**Written request:**
Convert the lines from the first one up to and including the line containing "[[588, 267]]" into a JSON list of strings, with one string per line and any blank lines omitted.

**Data lines:**
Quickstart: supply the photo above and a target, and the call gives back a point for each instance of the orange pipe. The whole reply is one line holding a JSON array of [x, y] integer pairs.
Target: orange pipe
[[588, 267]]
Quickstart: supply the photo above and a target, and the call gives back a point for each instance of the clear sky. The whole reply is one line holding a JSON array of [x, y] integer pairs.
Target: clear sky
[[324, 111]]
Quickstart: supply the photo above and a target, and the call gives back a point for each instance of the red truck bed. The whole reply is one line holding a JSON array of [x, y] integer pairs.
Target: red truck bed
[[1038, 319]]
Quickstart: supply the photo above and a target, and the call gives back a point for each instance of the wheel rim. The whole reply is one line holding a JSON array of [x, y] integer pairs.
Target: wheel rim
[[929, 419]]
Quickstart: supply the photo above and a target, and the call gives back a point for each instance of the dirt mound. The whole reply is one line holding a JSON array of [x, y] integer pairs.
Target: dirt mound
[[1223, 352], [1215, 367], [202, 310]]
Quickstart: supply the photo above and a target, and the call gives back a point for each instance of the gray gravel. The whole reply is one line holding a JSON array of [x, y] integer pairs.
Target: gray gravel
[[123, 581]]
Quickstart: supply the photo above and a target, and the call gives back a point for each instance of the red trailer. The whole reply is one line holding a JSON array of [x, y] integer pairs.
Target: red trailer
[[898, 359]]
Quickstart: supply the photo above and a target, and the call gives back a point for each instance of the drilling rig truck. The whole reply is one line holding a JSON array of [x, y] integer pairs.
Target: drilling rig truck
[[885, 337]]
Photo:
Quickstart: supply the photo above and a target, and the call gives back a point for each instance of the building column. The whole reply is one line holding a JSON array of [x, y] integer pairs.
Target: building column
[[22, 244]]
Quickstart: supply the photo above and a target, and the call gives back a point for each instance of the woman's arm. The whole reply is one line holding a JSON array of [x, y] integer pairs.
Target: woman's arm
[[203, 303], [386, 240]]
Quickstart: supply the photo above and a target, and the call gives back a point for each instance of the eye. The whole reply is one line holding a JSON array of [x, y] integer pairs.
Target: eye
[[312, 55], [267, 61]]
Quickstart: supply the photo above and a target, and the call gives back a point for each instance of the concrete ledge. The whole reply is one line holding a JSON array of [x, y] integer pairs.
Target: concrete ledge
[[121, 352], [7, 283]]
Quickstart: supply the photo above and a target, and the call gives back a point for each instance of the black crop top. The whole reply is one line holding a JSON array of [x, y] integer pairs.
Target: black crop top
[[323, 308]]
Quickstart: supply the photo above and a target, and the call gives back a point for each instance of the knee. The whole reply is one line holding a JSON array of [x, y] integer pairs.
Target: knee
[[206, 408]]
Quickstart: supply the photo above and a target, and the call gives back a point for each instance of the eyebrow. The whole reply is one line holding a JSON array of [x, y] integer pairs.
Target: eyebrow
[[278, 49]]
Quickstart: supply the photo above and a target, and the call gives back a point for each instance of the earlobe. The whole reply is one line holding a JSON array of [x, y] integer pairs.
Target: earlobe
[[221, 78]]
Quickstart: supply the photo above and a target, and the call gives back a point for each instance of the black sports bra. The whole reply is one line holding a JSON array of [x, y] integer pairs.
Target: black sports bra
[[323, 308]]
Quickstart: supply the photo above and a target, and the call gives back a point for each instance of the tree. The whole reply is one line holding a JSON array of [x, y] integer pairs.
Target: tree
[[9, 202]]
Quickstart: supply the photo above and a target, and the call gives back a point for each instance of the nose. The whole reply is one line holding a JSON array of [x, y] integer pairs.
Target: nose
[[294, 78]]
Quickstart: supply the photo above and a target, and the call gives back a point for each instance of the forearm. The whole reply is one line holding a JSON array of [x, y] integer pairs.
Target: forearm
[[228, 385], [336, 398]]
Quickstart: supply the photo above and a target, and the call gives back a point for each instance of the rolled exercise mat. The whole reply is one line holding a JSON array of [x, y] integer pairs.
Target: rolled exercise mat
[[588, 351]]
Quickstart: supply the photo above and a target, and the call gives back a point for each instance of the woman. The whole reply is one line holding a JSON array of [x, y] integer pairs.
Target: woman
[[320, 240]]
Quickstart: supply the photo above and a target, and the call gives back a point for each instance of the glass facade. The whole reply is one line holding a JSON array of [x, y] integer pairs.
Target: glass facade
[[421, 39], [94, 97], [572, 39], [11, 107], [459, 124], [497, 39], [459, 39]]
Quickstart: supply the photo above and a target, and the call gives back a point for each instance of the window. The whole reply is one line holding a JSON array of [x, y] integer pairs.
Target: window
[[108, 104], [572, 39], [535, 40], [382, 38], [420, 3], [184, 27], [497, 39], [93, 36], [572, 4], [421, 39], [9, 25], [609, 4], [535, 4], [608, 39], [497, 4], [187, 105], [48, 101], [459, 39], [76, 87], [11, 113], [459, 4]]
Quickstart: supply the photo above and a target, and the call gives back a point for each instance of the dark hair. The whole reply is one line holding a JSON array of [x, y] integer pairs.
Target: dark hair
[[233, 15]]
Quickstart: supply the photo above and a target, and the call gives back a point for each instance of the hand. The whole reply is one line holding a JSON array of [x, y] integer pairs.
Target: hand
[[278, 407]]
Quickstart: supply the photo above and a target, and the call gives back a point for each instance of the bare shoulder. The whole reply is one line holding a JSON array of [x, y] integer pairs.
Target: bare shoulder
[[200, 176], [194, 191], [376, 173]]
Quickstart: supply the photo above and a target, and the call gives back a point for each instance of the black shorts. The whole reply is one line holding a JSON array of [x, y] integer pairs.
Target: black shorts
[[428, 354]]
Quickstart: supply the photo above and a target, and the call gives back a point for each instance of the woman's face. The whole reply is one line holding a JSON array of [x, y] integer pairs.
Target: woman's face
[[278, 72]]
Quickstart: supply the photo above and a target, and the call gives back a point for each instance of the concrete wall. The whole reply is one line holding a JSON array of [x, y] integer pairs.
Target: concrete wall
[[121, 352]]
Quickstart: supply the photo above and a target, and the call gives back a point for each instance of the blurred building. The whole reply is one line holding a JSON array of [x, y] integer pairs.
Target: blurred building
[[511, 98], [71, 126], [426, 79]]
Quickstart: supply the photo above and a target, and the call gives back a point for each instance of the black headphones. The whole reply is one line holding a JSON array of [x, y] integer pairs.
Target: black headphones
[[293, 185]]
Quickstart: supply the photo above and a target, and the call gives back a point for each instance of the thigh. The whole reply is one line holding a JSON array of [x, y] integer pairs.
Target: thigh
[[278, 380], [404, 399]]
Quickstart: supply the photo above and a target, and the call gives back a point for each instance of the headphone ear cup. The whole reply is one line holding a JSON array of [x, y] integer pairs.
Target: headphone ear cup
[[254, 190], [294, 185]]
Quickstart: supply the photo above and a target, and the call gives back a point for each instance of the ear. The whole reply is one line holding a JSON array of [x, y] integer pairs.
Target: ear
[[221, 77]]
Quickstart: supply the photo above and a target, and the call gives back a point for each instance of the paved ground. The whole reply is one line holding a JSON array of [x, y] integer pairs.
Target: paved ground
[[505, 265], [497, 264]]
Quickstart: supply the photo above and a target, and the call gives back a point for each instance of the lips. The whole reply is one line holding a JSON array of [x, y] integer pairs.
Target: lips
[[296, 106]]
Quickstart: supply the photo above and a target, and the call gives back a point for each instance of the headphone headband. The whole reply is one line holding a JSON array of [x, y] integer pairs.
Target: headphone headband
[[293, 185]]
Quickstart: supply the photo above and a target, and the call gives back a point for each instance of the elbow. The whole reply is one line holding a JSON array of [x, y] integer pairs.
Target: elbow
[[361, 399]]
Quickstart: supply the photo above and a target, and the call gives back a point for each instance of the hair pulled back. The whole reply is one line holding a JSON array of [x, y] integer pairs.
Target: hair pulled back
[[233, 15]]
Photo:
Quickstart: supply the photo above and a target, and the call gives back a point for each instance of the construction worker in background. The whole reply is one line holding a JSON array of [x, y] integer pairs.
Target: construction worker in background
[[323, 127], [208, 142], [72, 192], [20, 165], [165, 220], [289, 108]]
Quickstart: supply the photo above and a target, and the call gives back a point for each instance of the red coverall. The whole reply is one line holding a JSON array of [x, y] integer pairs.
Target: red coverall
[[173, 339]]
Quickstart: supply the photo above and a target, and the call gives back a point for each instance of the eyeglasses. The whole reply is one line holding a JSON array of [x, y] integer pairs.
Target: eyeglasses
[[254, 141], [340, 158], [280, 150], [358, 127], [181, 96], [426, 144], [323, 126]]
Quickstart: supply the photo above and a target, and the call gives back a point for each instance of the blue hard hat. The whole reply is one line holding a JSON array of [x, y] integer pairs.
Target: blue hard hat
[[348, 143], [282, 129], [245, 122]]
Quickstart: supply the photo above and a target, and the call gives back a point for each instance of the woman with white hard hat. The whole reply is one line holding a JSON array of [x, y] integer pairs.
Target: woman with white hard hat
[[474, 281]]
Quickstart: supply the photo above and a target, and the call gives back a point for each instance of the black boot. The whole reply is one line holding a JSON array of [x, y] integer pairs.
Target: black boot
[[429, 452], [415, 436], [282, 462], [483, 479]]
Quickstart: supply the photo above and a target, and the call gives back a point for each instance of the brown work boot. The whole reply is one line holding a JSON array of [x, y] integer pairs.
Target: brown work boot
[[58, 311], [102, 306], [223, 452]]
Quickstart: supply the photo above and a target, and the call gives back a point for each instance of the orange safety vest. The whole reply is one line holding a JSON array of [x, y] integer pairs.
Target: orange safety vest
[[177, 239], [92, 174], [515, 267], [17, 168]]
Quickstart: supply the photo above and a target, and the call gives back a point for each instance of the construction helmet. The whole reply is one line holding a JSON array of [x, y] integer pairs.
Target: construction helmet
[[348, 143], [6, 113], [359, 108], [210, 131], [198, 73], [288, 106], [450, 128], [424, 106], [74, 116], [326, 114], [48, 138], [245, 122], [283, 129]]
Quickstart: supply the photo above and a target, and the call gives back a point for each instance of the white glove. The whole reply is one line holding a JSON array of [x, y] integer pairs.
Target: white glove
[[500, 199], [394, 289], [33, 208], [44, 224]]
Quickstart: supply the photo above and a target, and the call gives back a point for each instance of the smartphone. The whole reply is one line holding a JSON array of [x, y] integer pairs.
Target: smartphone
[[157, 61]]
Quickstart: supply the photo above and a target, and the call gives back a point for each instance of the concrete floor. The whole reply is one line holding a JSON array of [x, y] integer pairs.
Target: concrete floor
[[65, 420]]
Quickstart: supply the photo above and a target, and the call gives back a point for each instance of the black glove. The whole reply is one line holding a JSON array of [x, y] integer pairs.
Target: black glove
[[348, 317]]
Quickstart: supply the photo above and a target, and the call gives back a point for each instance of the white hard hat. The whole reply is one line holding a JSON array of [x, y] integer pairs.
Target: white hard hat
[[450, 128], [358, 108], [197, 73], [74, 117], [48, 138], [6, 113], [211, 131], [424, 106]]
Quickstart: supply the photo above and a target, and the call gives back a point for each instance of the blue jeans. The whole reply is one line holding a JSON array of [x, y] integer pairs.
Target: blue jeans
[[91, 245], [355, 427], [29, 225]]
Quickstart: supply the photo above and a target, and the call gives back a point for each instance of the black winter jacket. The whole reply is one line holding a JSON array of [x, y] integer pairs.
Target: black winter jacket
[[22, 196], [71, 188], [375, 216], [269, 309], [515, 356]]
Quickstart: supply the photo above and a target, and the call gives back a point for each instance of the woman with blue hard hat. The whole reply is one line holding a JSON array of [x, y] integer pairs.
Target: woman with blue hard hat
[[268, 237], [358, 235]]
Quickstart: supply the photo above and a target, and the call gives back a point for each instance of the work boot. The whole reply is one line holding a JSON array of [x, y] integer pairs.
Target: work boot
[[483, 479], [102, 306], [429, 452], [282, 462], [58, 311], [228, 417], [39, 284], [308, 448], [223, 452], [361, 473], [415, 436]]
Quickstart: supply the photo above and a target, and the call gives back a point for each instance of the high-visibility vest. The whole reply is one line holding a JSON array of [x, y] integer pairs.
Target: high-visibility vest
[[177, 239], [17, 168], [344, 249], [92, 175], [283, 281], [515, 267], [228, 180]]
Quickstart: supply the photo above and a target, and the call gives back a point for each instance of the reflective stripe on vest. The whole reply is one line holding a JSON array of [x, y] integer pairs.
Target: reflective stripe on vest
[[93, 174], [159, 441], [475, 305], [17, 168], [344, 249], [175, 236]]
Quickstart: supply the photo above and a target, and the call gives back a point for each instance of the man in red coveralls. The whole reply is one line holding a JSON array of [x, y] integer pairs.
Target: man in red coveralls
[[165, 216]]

**Result below:**
[
  "Quickstart: supply the photo above and a target, and the call gives back a point for each instance of the orange pipe. The whole reply is one line holding a JSON array of [x, y] integer pairs.",
  "Target: orange pipe",
  "[[588, 267]]"
]